>> Start PROVIDED RECORDS

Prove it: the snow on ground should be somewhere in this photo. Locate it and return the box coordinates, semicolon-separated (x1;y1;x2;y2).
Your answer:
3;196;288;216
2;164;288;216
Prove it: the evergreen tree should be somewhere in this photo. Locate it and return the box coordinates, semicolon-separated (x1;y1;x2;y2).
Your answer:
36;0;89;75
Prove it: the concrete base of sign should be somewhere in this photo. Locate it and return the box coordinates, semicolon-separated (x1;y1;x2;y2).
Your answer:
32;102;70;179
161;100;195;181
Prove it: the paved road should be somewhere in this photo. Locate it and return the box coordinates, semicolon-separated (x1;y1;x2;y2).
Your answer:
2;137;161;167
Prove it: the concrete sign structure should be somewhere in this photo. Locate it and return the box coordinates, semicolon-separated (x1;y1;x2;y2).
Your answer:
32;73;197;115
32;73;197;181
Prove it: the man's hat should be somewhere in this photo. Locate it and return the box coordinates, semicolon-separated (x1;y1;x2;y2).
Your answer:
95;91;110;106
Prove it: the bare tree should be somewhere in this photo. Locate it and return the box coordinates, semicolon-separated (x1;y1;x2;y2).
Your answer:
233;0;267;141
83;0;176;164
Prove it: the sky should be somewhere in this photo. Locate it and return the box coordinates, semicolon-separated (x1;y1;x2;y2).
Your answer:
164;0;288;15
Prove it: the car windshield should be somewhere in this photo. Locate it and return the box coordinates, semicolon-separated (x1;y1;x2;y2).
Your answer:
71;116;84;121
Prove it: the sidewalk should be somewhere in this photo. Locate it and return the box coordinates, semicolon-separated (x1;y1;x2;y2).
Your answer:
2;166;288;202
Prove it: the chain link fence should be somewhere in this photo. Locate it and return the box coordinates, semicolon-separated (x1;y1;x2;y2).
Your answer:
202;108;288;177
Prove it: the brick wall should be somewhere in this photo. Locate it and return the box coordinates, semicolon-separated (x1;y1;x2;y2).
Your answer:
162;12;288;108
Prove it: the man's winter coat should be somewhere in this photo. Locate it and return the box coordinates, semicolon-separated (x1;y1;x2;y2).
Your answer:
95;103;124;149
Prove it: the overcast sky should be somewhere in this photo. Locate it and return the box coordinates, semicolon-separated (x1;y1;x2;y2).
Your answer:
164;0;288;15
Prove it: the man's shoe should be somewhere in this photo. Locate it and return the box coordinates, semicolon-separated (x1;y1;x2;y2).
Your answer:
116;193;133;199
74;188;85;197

>> End PROVIDED RECORDS

Copy out the entries from the line containing "Prove it: the chain" through the end of the entries, renaming "Your answer" to "Box" wherever it appears. Leave everything else unchanged.

__ANSWER FOR THE TASK__.
Prove it: the chain link fence should be somewhere in this photo. Locate it and return the box coordinates, semicolon-separated (x1;y1;x2;y2).
Box:
202;108;288;177
Prove it: the brick wall should be somewhere in this photo. Locate it and return the box coordinates, semicolon-separated (x1;y1;x2;y2).
Box:
162;12;288;108
Prove it: the man's winter coat should be somewhere in this photo. Locate it and return the box coordinates, semicolon-separated (x1;y1;x2;y2).
Box:
95;103;124;149
Prove it: the overcast sky should be somewhere in this photo. Locate it and return the box coordinates, semicolon-separated (x1;y1;x2;y2).
Box:
164;0;288;15
Prove it: the man's shoe should be somewhere in this photo. Locate it and return the box coordinates, semicolon-separated (x1;y1;x2;y2).
Box:
116;193;133;199
74;188;85;197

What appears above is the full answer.